Task objective
Below is a block of records; return all of them exactly, but without the images.

Records of labeled points
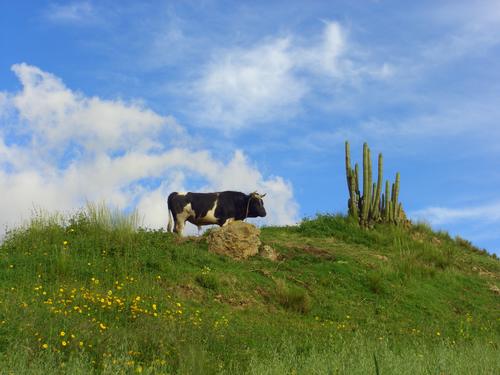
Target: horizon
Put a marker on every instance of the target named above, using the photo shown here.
(126, 103)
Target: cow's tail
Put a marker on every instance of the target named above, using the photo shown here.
(170, 215)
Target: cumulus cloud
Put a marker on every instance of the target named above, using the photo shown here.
(244, 86)
(74, 12)
(59, 148)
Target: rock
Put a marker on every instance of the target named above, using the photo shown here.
(268, 252)
(238, 240)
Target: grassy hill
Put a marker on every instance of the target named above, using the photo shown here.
(89, 294)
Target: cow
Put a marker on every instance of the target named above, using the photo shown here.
(212, 208)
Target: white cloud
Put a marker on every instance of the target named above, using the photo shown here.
(244, 86)
(74, 12)
(59, 148)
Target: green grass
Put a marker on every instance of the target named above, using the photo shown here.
(94, 293)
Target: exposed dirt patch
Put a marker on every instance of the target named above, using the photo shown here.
(311, 250)
(485, 273)
(237, 303)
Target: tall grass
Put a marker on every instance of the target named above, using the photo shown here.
(142, 301)
(100, 215)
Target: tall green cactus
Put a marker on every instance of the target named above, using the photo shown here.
(351, 182)
(367, 185)
(370, 208)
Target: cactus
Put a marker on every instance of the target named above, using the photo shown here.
(376, 204)
(367, 185)
(369, 208)
(351, 183)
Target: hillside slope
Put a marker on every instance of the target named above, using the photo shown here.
(77, 296)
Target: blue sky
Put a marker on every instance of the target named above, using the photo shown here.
(127, 101)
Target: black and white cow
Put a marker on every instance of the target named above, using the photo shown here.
(212, 208)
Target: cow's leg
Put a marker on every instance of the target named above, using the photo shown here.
(179, 224)
(230, 220)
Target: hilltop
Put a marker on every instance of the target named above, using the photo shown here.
(84, 295)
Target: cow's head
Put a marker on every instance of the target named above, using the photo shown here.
(256, 205)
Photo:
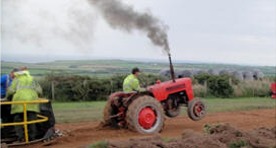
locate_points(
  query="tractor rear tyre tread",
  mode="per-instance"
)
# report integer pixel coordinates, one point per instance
(108, 111)
(192, 113)
(173, 113)
(133, 112)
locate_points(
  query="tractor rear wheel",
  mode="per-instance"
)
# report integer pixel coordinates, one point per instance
(196, 109)
(173, 108)
(145, 115)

Exercise solution
Target: horizon
Put a marker on every instance of the target named above, using the photo shown here.
(126, 103)
Target: cow's tail
Put a marker on every instance of the target named above, using the photo shown here.
(170, 215)
Target: cumulus cloud
Put a marker on every instance of the target named above, using the photo shown here.
(244, 86)
(74, 12)
(59, 148)
Target: rock
Put a marker on every instance of the target named above, using the photo shown here.
(268, 252)
(238, 240)
Target: grassy hill
Put a marker on every instance of the target named above, using the photo shown here.
(89, 294)
Target: cow
Put a marker on every instance of the target named above, using the photo shown here.
(212, 208)
Target: white cloud
Put a marker on every instance of the target named above, using the photo shown here.
(244, 86)
(74, 12)
(59, 148)
Target: green grass
Put a marker on every instance of the target named above, using the photo shown here.
(94, 293)
Target: exposed dirt patch
Put a marker on every instance of the target named above, using the photo shown here.
(311, 250)
(485, 273)
(237, 303)
Target: tall grass
Put a marker on every instance of the target named above, using the photo shown here.
(142, 301)
(100, 215)
Target: tall green cactus
Put a marker on every instance of the target named above, using the photo shown here.
(351, 182)
(367, 185)
(370, 208)
Target: cactus
Put a marker on every instance of the target named above, using the photo shown here.
(376, 204)
(367, 185)
(369, 208)
(351, 183)
Target: hillside slope
Put a marker on every instance of the target named above, using the photo shown here.
(77, 296)
Target: blue sky
Put a marker on every instance of the target named above, using the photo shown here.
(127, 101)
Target: black and white cow
Put a marker on every instance of the target named above, using the photo shown here.
(212, 208)
Target: cow's leg
Put a marker on every instance of the target named above, using the photo shown here.
(179, 224)
(230, 220)
Target: hilltop
Put a marker on every instance of the target named above, using the photo shown here.
(84, 295)
Target: cow's head
Put a marker on every instance of the target named above, using the photo shown here.
(256, 205)
Photo:
locate_points(
  query="tractor rear tyre tread",
  mode="per-instance"
)
# report integer pixel coordinates, one point per instance
(108, 111)
(192, 113)
(173, 113)
(133, 112)
locate_points(
  query="tractor rear wheel",
  mode="per-instance"
)
# report integer pixel coordinates, one point per instance
(196, 109)
(173, 108)
(145, 115)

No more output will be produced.